REQUEST 1
Set down the part of the snowman thread starting with "When I looked" and going on through "will to live!!", with no changes.
REQUEST 2
In the snowman thread, what does the grandson want to build next?

TEXT SHOWN
------------------------

# Death of a snowman ... Caution!



## Spidy (Mar 1, 2008)

First of all, I'm suppose to be doing my assignment for my accounting class, but like many other camera addicted people .. I am easily distracted by shiny objects :mrgreen:

These photo's may be disturbing to some, therefore I put caution in the title ... for liability reasons :meh:

My grandson and I made a snowman last month. The first picture is his birth-day. His name is Jack, and he was a very happy snowman .. as you can see ....










When I looked out the window this morning ... this is what I found! I was horrified! This is all that is left of Jack. He was only a month old 







Soon my horror turned into "what the ..." as I looked over my photo's that I took through the window. Look closely at the thin threads of ice holding this guy together! Talk about the will to live!! 






Sorry about the poor quality, but like I said, they were taken through the window. I was amazed at the thin ice threads that were holding up what was left of his head and thought you guys might like to see it too, so thought I would share :mrgreen:


----------



## Kazoo (Mar 2, 2008)

Thanks for posting these and making me laugh (or is it too sick to laugh at his demise?)


----------



## LaFoto (Mar 2, 2008)

Oh dear. Is (was) that snow head really only just help up by those thin and few bits of ice!? I have never seen anything like that before. That alone make it worthwhile posting your pics! 

Ah well, the fate of the snowmen ... to be lasting one month is being considered "a very long time" here in Germany.


----------



## Double H (Mar 2, 2008)

I was really hoping for a Calvin & Hobbes snowman scene!


----------



## KristinaS (Mar 2, 2008)

This thread made me LOL. Thanks for that!!!


----------



## Spidy (Mar 2, 2008)

Kazoo said:


> Thanks for posting these and making me laugh (or is it too sick to laugh at his demise?)


 

Thanks for the reply! I laughed too. I couldn't believe his head was being held up by thin threads of ice. Kinda cool! and funny


----------



## Spidy (Mar 2, 2008)

LaFoto said:


> Oh dear. Is (was) that snow head really only just help up by those thin and few bits of ice!? I have never seen anything like that before. That alone make it worthwhile posting your pics!
> 
> Ah well, the fate of the snowmen ... to be lasting one month is being considered "a very long time" here in Germany.


 
Yes, his head looked very un-natural the way it was being held up. I found it to be kind of amazing. It has been windy here lately so I'm guessing that is the reason for the result. I'm glad I peaked out the window yesterday, because today all that is left is his feet. 

In MN, snowmen can last all winter ... Dec - Mid March? But he wasn't very big, and the warmer temps helped malt the little guy. Now my grandson wants to build a "snow dog" :mrgreen:


----------

------------------------

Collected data

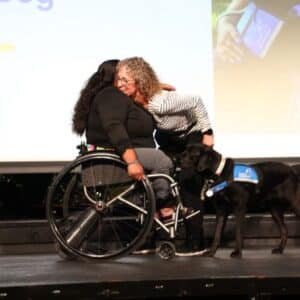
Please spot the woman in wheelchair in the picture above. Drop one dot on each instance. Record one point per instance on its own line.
(110, 119)
(181, 120)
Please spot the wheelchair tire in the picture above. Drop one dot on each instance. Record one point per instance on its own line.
(104, 216)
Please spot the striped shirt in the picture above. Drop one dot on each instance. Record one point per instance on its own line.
(174, 112)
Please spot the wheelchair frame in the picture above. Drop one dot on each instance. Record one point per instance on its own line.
(108, 215)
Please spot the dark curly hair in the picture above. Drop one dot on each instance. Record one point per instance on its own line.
(104, 77)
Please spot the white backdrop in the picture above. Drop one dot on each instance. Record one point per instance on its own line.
(48, 49)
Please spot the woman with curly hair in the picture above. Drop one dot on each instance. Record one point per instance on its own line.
(180, 120)
(110, 119)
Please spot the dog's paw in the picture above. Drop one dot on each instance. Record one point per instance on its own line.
(208, 253)
(277, 250)
(236, 254)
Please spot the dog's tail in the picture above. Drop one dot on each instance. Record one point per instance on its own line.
(296, 170)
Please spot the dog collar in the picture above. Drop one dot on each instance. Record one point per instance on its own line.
(221, 166)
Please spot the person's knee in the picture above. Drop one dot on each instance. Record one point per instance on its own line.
(164, 164)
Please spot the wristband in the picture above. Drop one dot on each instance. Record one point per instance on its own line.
(133, 162)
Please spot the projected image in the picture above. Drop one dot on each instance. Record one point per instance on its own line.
(48, 49)
(257, 66)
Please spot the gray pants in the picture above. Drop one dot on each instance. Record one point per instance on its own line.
(155, 161)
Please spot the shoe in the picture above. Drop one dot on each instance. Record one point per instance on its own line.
(194, 246)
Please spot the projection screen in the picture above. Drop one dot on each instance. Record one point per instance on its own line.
(48, 49)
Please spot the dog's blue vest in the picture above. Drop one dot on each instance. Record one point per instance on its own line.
(241, 173)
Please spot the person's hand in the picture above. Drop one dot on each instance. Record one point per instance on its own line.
(136, 171)
(167, 87)
(229, 46)
(208, 140)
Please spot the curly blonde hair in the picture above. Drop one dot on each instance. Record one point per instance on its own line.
(143, 74)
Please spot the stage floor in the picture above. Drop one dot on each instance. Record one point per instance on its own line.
(47, 276)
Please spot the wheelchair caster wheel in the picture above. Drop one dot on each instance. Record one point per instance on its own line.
(166, 250)
(64, 254)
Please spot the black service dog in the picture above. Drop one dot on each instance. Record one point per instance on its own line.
(274, 183)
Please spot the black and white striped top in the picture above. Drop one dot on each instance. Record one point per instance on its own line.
(174, 112)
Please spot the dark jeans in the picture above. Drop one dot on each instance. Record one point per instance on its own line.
(190, 184)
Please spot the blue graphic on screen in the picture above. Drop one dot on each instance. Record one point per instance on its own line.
(258, 29)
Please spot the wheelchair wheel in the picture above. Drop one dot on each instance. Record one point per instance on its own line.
(96, 211)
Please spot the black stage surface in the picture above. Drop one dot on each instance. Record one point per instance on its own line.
(258, 275)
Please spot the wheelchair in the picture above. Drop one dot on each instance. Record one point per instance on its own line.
(96, 211)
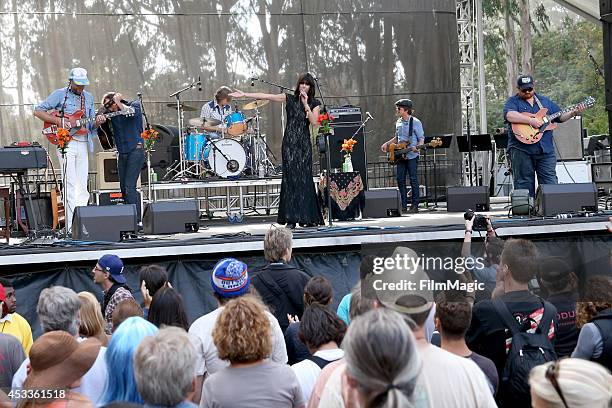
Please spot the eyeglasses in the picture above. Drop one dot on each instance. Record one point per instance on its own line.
(552, 372)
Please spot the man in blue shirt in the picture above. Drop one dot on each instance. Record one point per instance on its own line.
(130, 145)
(539, 158)
(408, 129)
(75, 161)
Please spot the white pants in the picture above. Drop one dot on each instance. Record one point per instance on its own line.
(76, 165)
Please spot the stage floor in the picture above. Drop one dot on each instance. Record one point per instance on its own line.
(220, 237)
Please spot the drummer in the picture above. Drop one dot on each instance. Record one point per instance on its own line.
(216, 111)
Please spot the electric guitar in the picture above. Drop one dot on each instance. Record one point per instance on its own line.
(530, 135)
(399, 151)
(77, 123)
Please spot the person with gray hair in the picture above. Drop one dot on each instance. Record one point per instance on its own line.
(281, 285)
(165, 368)
(58, 309)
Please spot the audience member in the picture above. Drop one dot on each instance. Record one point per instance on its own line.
(570, 383)
(152, 278)
(92, 322)
(242, 336)
(382, 361)
(280, 285)
(317, 290)
(229, 280)
(165, 369)
(322, 331)
(58, 309)
(453, 317)
(108, 273)
(560, 284)
(594, 316)
(120, 383)
(167, 308)
(516, 314)
(12, 322)
(125, 309)
(57, 364)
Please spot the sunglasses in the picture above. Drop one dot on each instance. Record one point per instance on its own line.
(552, 372)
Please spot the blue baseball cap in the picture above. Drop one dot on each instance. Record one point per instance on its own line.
(114, 266)
(230, 278)
(79, 76)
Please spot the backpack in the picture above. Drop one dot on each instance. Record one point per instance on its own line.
(527, 351)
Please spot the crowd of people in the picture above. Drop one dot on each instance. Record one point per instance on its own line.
(275, 340)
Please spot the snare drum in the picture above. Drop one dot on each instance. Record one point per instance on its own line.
(236, 124)
(194, 146)
(229, 166)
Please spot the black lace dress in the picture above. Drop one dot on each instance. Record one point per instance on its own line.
(298, 199)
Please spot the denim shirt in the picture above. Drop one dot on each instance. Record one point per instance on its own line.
(73, 103)
(517, 104)
(402, 127)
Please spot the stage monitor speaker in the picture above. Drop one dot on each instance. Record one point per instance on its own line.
(381, 203)
(104, 223)
(170, 217)
(568, 140)
(358, 156)
(554, 199)
(460, 199)
(108, 175)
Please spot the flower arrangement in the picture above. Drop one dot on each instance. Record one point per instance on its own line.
(324, 121)
(63, 138)
(150, 136)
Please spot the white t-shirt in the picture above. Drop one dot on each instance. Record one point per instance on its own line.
(453, 381)
(203, 328)
(307, 371)
(92, 383)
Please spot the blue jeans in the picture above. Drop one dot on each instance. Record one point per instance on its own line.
(129, 166)
(526, 166)
(410, 167)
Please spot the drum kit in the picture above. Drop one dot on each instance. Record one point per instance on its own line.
(241, 149)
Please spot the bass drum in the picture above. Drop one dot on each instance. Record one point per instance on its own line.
(225, 157)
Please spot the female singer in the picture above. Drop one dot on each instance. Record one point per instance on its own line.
(298, 198)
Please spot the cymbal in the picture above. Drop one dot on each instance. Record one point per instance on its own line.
(258, 103)
(186, 108)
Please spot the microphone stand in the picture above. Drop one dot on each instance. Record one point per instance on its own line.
(328, 159)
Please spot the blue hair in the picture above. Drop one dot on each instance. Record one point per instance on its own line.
(120, 381)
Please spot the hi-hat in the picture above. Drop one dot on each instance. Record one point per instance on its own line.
(186, 108)
(255, 104)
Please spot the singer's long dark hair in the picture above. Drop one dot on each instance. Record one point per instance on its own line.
(309, 80)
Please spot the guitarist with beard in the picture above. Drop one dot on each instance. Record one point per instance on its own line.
(528, 159)
(75, 163)
(408, 129)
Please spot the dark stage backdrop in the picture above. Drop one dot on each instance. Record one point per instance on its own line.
(365, 52)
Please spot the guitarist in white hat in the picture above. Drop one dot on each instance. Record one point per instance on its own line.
(72, 99)
(532, 152)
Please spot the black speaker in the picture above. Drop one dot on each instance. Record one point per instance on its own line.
(358, 156)
(459, 198)
(382, 203)
(103, 223)
(553, 199)
(169, 217)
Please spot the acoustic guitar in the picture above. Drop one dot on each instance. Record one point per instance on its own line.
(529, 135)
(399, 151)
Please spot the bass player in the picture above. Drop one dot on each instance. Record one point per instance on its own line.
(75, 161)
(408, 129)
(539, 158)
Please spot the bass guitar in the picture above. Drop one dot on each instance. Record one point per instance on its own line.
(399, 151)
(529, 135)
(77, 123)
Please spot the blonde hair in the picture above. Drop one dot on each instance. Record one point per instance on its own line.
(243, 333)
(92, 321)
(582, 382)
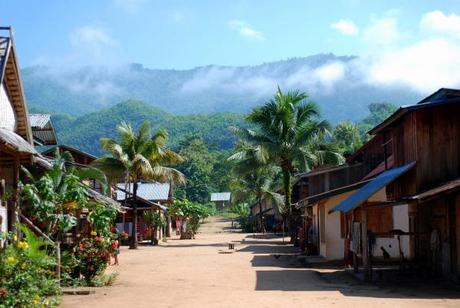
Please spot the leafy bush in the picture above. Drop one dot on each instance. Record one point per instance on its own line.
(92, 255)
(27, 273)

------------------------

CORRECT RESULT 1
When I looked out the window this morning ... this is what I found! I was horrified! This is all that is left of Jack. He was only a month old 







Soon my horror turned into "what the ..." as I looked over my photo's that I took through the window. Look closely at the thin threads of ice holding this guy together! Talk about the will to live!!

CORRECT RESULT 2
A "snow dog."